◆ Brano:
# Mediaset Premium: ecco i nuovi prezzi in netto aumento.



## Il Re dell'Est (1 Luglio 2015)

Com'era ampiamente prevedibile, l'acquisto dell'esclusiva della CL ha portato ad un notevole aumento dei prezzi di listino per i pacchetti Mediaset Premium. Eccoli in dettaglio: 

*Le offerte si riferiscono ai nuovi abbonamenti a partire da oggi. Per i vecchi abbonati i prezzi resteranno bloccati almeno fino a gennaio. In ogni caso, quando gli aumenti toccheranno anche i vecchi abbonati, quest'ultimi riceveranno una lettera che li avviserà dell'accaduto. Ed a quel punto potranno recedere dal contratto senza penali.*

Nuovo listino Mediaset Premium:

1) Serie&Doc + Cinema + Infinity + Smart Cam + HD + PLAY: *19,00€/mese per 12 mesi (2 mesi di Calcio & Sport inclusi), dopo 26,00€/mese**

2) Serie&Doc + Calcio&Sport + Smart Cam + HD + PLAY: *36,00€/mese (2 mesi di Cinema + Infinity inclusi)***

3) Serie&Doc + Cinema + Infinity + Calcio&Sport + Smart Cam + HD + PLAY: *26,00€/mese per 6 mesi, dopo 42,00€/mese*

La Smart Cam, in comodato d'uso, trasforma la TV in una Smart TV. Arriverà automaticamente ai nuovi abbonati. Invece i vecchi abbonati dovranno richiederla esplicitamente. A seconda del pacchetto scelto in HD sono presenti i canali: Premium Cinema HD, Premium Cinema 2 HD, Premium Action HD, Premium Crime HD, Premium Calcio HD e Premium Sport HD (fruibili se dotati di Smart Cam, Cam o Decoder HD).

In caso di recesso nel 1° anno dall’attivazione è previsto un costo operatore pari ad 11,10€, oltre al recupero di tutti gli sconti promozionali fruiti. Il costo della restituzione della SMART CAM è a carico del cliente sino ad un massimo di 20€.

*La situazione attuale dei Diritti TV è questa:*  http://www.milanworld.net/diritti-...b-e-premier-league-la-situazione-vt27986.html


----------



## Aragorn (1 Luglio 2015)

In pratica il cliente calciofilo pagherà di più per un servizio inferiore a quello dell'anno precedente, molto conveniente


----------



## Il Re dell'Est (1 Luglio 2015)

Aragorn ha scritto:


> In pratica il cliente calciofilo pagherà di più per un servizio inferiore a quello dell'anno precedente, molto conveniente



4 squadre in meno in campionato (ma le 8 più importanti ci sono ed anche la Diretta Goal su tutti i campi), però in più c'è la CL in esclusiva. Per me non è affatto un servizio inferiore rispetto allo scorso anno, anzi. 

Però l'aumento lo trovo comunque esagerato. Purtroppo il cliente la prende sempre in quel posto


----------



## Aragorn (1 Luglio 2015)

Il Re dell'Est ha scritto:


> 4 squadre in meno in campionato (ma le 8 più importanti ci sono ed anche la Diretta Goal su tutti i campi), però in più c'è la CL in esclusiva. Per me non è affatto un servizio inferiore rispetto allo scorso anno, anzi.

◆ Consegna 1: Per ciascuna affermazione, indica se concorda con il brano sui prezzi di Mediaset Premium e riporta tra virgolette le parole del brano che lo stabiliscono: (a) per i vecchi abbonati i prezzi restano bloccati almeno fino a gennaio; (b) la Smart Cam arriva automaticamente anche ai vecchi abbonati; (c) il costo per restituire la Smart Cam è a carico del cliente senza alcun limite.
Il brano e i record sono materiali distinti, senza legami tra loro.

◆ Record forniti:
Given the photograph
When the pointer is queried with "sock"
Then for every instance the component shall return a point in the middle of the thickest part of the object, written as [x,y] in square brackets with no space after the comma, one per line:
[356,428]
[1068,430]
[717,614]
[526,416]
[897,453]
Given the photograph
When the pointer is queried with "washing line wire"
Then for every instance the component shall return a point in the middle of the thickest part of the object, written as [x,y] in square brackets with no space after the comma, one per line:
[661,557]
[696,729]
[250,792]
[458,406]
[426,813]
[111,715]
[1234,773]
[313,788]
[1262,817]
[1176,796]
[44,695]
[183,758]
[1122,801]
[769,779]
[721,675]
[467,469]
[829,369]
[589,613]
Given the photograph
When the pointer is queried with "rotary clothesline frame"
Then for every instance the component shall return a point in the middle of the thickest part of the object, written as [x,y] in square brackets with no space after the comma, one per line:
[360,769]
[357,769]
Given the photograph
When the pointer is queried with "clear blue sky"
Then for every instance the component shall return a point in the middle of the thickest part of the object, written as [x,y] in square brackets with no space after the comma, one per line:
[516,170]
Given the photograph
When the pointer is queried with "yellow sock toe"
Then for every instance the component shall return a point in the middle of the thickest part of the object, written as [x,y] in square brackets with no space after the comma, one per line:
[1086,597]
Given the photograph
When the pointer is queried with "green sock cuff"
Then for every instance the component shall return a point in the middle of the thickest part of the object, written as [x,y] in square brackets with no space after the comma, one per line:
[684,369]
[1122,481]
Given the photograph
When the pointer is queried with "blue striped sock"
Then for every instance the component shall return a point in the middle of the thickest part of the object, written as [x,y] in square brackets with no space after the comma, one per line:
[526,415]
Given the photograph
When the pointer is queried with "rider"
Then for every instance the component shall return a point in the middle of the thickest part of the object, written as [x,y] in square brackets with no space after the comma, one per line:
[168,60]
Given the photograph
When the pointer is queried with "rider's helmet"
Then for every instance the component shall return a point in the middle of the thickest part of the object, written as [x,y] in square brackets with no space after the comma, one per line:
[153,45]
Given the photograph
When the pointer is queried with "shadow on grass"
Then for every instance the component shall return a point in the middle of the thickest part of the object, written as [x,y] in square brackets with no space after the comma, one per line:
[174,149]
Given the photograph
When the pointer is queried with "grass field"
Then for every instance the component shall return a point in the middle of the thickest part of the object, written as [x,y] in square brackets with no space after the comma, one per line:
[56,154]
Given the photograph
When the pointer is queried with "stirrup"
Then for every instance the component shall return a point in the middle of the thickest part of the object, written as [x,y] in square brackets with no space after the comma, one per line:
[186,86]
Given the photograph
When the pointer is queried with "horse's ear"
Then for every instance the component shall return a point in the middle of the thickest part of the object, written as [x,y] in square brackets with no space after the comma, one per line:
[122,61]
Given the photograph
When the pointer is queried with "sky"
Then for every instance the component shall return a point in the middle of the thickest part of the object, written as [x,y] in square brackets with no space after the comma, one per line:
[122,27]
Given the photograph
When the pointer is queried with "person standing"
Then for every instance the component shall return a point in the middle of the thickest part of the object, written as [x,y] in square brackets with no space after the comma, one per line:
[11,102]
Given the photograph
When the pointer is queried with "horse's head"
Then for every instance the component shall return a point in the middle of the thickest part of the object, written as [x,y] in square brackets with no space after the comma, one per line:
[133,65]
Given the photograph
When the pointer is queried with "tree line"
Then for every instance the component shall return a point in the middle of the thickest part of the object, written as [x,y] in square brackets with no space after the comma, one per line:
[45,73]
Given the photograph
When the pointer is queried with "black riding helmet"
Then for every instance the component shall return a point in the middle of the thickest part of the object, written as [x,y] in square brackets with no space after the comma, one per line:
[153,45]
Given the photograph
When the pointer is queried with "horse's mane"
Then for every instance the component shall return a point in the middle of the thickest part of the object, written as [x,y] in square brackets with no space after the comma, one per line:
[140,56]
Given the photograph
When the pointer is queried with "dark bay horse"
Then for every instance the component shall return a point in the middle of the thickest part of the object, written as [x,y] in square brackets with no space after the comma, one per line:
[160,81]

◆ Consegna 2: Mostra tutte le righe dei record che contengono la parola "sock", tenendo conto di maiuscole e minuscole.

◆ Risposta scritta 1:
(a) Sì: "Per i vecchi abbonati i prezzi resteranno bloccati almeno fino a gennaio."
(b) No: "Invece i vecchi abbonati dovranno richiederla esplicitamente."
(c) No: "Il costo della restituzione della SMART CAM è a carico del cliente sino ad un massimo di 20€."

◆ Risposta scritta 2:
When the pointer is queried with "sock"
When the pointer is queried with "yellow sock toe"
When the pointer is queried with "green sock cuff"
When the pointer is queried with "blue striped sock"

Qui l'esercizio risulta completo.